_Zur Aufgabe_
Wofür setzt sich Irene-Angelica Chounta laut dem Textauszug im Europarat ein?

─── Ausgewählter Textauszug

Prof. Dr. Irene-Angelica Chounta im Interview
Lehren und Lernen mit KI
- von Juliana Fischer
- 21.02.2024
- English version
Ersetzt KI künftig das Klassenzimmer? Nein, sagt Prof. Dr. Irene-Angelica Chounta im Interview. Aber digitale, intelligente Lernmethoden werden zum wichtigen Bestandteil von Bildung. Die UDE-Expertin setzt sich im Europarat für eine bessere Regulierung von KI in der Bildung ein. Mit ihren Student:innen lotet sie außerdem aus, was ChatGPT kann und was nicht.
Kann eine intelligente digitale Lernplattform Lehrkräfte und Bücher ersetzen?
Eine intelligente Plattform kann den Lernprozess auf jeden Fall verbessern, da sie Lerninhalt, Erklärungen und Feedback auf die Anwender:innen zuschneidet. Durch die individuelle Anpassung kann sie im richtigen Moment Hilfestellungen geben, so bleiben die Lernenden motiviert. Was die digitalen Plattformen nicht ersetzen können und keinesfalls sollen, ist der soziale Austausch zwischen den Schüler:innen und Lehrenden im Klassenzimmer oder den Student:innen im Seminar.

──────
─── Datenauszüge

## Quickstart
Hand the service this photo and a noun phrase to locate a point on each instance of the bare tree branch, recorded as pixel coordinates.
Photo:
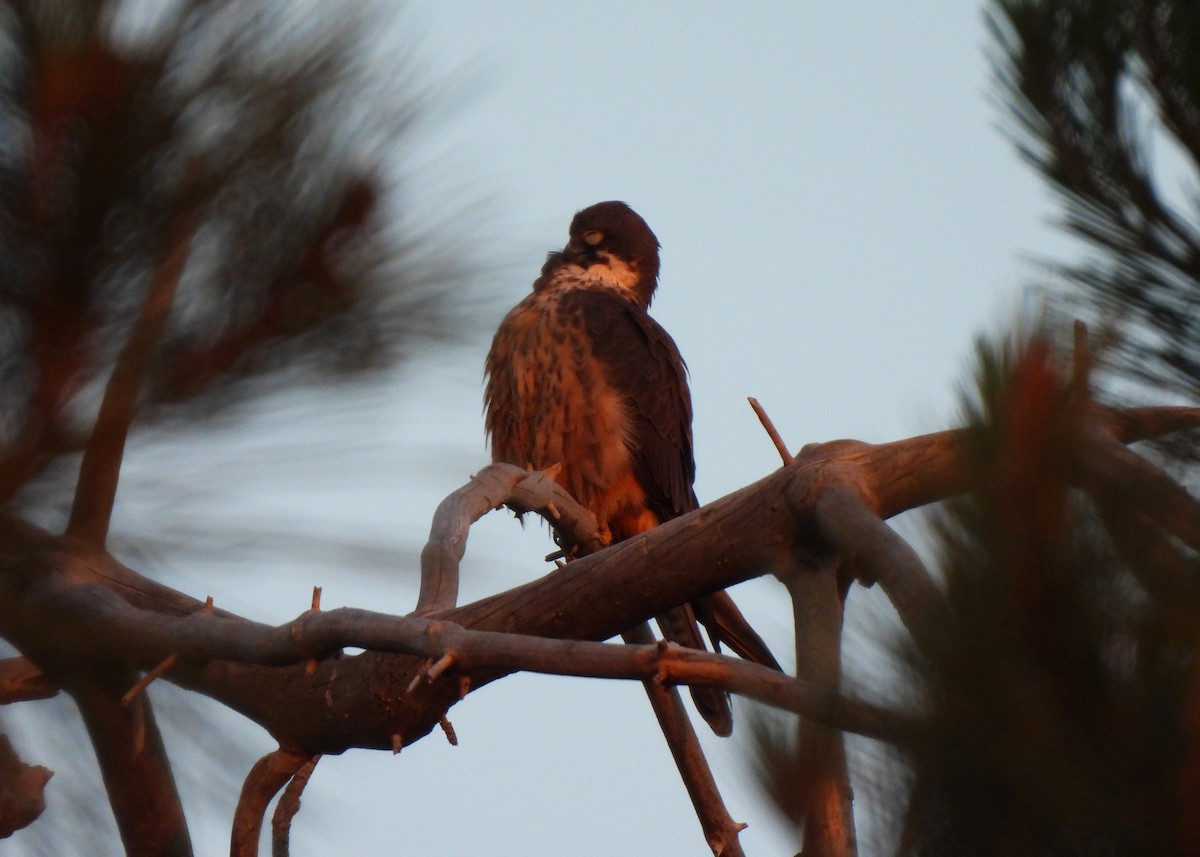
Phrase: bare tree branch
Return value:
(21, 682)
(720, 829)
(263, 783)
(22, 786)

──────
─── Datenauszüge

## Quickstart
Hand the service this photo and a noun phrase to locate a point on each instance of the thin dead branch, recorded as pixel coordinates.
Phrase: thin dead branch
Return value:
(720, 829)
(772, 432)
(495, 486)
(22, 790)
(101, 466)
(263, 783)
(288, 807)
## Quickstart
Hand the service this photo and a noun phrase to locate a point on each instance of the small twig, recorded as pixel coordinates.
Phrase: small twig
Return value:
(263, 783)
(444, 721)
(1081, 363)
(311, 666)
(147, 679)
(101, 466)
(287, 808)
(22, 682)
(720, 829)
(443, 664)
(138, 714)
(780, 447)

──────

_Lösung der Aufgabe_
Für eine bessere Regulierung von KI in der Bildung.